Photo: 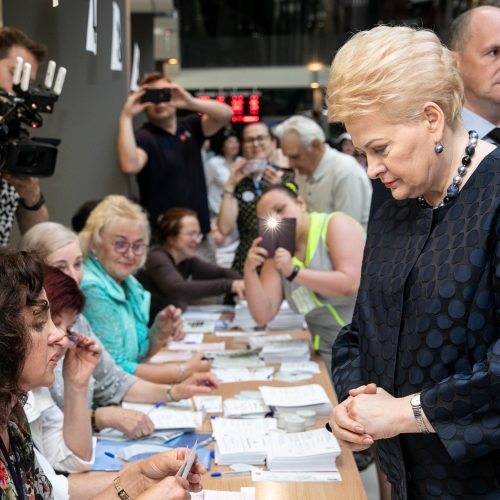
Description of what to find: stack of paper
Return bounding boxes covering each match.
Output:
[212,366,274,384]
[260,340,311,365]
[215,431,270,465]
[224,398,271,418]
[259,384,332,417]
[210,417,278,440]
[266,429,340,472]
□ □ □ □
=== The task ===
Copy the lines above word for word, leaving out the pictures.

=== Task output ===
Photo: 
Description of what to find: stack of paper
Return bounding boxes covering each match.
Output:
[212,366,274,384]
[260,340,311,365]
[215,431,270,465]
[224,398,271,418]
[259,384,332,417]
[210,417,278,440]
[266,429,340,472]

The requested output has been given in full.